Description of the task -> Copy the article on DeLay's departure from "DeLay informed Speaker" to "colleagues that night.", replacing "conference call" with "video call".

— Begin Document excerpt —

DeLay’s decision marks the end of a career that helped transform nearly every aspect of Congressional politics, from lobbying and fundraising to redistricting, vote-counting and interparty relations.
The former Majority Leader’s withdrawal from the House — which will occur at a still undetermined date before mid-June — brought forth effusive public praise and private sighs of relief from his Republican colleagues, who paid tribute to DeLay’s achievements even as they hoped to rid themselves of the political effects of his burgeoning legal problems.
With DeLay’s announcement, the expected passage of 527 reform this week and consideration of a broader lobbying reform package coming after the easter recess, House Republicans hope to finally get ahead of the ethics stories that have plagued them for the entire election cycle.
“In the long run this is great news because the ‘Tom DeLay problem’ goes away,” said a House Republican leadership aide. “If he has further legal problems it will be on page A8 instead of A1 because he’s no longer a Member of Congress.”
After giving word of his decision to a select few media outlets Monday night, DeLay made his decision official Tuesday morning in a speech in Texas’ 22nd district, where he had faced a very difficult re-election race against ex-Rep. Nick Lampson (D).
“Because I care so deeply about this district and the people in it, I refuse to allow liberal Democrats an opportunity to steal this seat with a negative, personal campaign,” DeLay said, adding that he had “no regrets today, and no doubts. I am proud of the past. I am at peace with the present.”
DeLay informed Speaker Dennis Hastert (R-Ill.) — whom DeLay first brought into the leadership and mentored for more than a decade — of his decision on Monday and told other leaders of the news later in the day, holding a conference call with his Texas GOP colleagues that night.
“Over the last 11 years, Tom DeLay has been a most effective Majority Whip and Majority Leader for our Conference, and I am sorry to see him leave the House of Representatives,” Hastert said in a statement, adding that DeLay “embodies the term steadfast and perseveres through even the toughest attacks on Republican ideals and principles.”
Majority Leader John Boehner (R-Ohio), a former DeLay enemy who succeeded the Texan in that post after DeLay was forced to step down, was similarly complimentary.

— End Document excerpt —
— Begin Records —

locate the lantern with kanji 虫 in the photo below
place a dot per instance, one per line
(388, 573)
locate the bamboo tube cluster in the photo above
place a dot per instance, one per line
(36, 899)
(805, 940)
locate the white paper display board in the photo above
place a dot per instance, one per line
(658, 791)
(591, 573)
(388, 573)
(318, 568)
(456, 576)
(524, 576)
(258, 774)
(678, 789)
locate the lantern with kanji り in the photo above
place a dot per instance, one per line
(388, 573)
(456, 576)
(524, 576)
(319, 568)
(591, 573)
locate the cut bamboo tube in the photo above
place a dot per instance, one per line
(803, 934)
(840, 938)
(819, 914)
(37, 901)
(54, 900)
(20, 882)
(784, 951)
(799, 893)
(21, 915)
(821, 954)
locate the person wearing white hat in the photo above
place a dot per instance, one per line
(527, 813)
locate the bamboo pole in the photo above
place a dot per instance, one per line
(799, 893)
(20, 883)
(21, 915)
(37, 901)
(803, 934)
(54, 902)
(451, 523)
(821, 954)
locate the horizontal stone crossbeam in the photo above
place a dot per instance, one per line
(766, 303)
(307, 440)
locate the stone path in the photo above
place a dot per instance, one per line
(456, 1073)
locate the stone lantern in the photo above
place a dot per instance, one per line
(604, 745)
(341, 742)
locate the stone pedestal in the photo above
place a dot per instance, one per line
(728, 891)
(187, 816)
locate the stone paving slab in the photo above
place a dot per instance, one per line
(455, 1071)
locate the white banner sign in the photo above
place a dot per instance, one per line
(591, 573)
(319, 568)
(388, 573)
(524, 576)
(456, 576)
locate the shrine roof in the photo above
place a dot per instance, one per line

— End Records —

Output of the task ->
DeLay informed Speaker Dennis Hastert (R-Ill.) — whom DeLay first brought into the leadership and mentored for more than a decade — of his decision on Monday and told other leaders of the news later in the day, holding a video call with his Texas GOP colleagues that night.